*Textauszug*.

• • •

Handel

Was der Räumungsverkauf beim Ludwigshafener Modehaus Schad zu bedeuten hat

Seit 1888 ist das Traditionsgeschäft Schad in Ludwigshafen bekannt für seine Pelz- und Leder-Kollektionen. Jetzt findet ein kompletter Abverkauf von Pelzen und Fellen zu reduzierten Preisen statt. Das steckt dahinter

Von 
Julian Eistetter
Lesedauer: 
Geschäftsführer in vierter Generation: Andreas Schad vor einem der prägnanten Räumungsverkaufsplakate. © Christoph Blüthner

Ludwigshafen. Allzu viele hochwertige Einzelhandelsgeschäfte hat die Ludwigshafener Innenstadt nicht mehr zu bieten. Einer der wenigen verbliebenen Traditionsbetriebe mit Renommee ist Pelz-Schad in der Ludwigstraße. 1888 gegründet, wird „Christian Schad. Handwerk, Mode & Accessoires“ inzwischen in vierter Generation von Andreas Schad geführt. Doch wer derzeit an den Schaufenstern in der Fußgängerzone vorbeiläuft, dem fallen große „Räumungsverkauf“-Plakate ins Auge. Eine Schließung des Fachgeschäfts kündigen diese jedoch nicht an, wie der 63-jährige Inhaber auf Anfrage dieser Redaktion versichert.

• • •

In welchem Jahr wurde das Geschäft laut dem Artikel über das Modehaus Schad gegründet? Die Daten haben mit dem Artikel über das Modehaus Schad nichts zu tun.

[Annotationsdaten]
• • •

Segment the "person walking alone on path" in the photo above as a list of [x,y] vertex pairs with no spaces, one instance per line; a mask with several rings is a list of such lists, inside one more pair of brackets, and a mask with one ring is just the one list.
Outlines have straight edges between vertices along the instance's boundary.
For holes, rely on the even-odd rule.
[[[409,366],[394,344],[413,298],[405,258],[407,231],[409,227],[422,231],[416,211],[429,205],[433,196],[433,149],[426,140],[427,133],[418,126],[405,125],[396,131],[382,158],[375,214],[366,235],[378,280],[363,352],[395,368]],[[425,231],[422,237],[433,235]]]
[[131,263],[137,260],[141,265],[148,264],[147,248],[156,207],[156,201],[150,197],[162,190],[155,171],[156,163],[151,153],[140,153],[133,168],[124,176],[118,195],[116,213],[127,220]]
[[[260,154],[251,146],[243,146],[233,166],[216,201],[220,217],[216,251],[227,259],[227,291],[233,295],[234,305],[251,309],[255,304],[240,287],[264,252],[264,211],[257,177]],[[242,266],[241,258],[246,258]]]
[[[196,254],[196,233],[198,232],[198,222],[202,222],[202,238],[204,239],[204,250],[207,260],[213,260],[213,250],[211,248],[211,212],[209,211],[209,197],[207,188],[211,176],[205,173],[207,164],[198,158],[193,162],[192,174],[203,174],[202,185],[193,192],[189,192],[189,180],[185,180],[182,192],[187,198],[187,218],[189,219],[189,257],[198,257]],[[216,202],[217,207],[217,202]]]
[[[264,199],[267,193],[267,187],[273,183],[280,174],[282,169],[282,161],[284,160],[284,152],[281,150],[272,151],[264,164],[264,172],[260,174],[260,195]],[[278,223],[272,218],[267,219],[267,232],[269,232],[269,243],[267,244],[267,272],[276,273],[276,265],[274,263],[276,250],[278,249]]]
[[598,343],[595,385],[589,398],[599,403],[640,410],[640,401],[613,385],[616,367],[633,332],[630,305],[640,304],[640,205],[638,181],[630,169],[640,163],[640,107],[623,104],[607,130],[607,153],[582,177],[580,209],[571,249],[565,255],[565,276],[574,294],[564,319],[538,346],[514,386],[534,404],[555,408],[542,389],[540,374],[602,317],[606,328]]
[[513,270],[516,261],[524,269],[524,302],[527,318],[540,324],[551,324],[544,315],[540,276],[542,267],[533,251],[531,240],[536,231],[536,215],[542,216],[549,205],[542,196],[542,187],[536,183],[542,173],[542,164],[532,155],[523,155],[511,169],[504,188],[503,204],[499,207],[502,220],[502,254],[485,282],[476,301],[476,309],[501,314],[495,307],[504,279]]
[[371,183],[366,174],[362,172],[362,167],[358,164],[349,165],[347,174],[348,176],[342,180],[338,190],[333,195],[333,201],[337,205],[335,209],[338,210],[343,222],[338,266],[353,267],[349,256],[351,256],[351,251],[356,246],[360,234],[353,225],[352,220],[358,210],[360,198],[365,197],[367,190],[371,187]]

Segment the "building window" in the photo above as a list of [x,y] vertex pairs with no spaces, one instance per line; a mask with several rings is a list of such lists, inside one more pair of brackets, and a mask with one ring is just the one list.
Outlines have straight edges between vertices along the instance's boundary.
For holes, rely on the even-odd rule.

• • •

*Ergebnis*. Im Jahr 1888.